Return each line of the material below that contains the string "detect". Case counts.

:: WORKING DATA ::

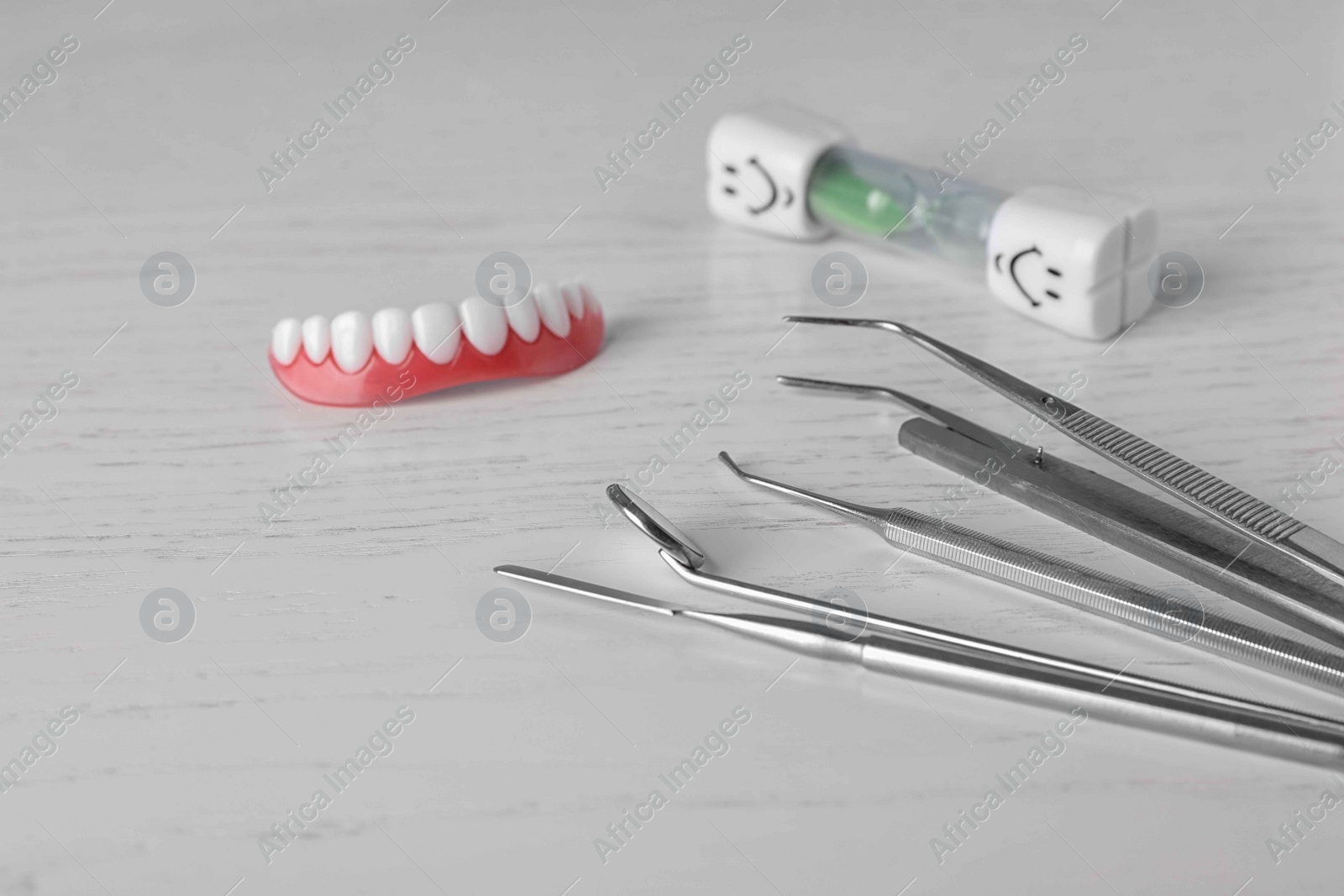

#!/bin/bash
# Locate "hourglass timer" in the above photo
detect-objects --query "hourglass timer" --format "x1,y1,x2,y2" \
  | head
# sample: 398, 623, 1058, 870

:::
:: WORKING DATA ::

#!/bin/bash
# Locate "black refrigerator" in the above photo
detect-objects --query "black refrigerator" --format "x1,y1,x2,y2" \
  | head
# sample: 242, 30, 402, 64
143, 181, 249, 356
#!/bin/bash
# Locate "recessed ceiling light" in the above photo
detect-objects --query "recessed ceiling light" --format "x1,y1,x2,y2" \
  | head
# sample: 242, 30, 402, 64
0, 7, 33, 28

:::
:: WORKING DATA ::

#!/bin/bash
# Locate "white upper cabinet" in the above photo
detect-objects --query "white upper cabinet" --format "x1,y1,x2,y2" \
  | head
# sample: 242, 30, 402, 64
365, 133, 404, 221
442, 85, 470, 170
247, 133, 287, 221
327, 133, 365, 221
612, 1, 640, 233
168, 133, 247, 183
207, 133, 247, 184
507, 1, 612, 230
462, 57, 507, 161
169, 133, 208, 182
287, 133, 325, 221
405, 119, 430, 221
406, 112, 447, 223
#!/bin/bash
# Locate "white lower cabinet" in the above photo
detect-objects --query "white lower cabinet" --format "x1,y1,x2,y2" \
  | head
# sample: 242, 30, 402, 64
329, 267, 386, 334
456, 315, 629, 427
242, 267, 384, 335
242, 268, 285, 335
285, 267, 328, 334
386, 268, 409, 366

:::

SOLVED EXERCISE —
detect-objects --query "hourglass timer" --format "x1,y1,x2,y2" \
detect-objects --query "black refrigerator" --format "x1,y1,x2,y2" \
detect-objects --query "recessed ceiling light" --format "x1,y1,x2,y2" \
detect-objects --query "white upper cabinet" --format "x1,y1,x2,y2" \
detect-objects --query "white lower cabinet" --format "x1,y1,x2,y2" \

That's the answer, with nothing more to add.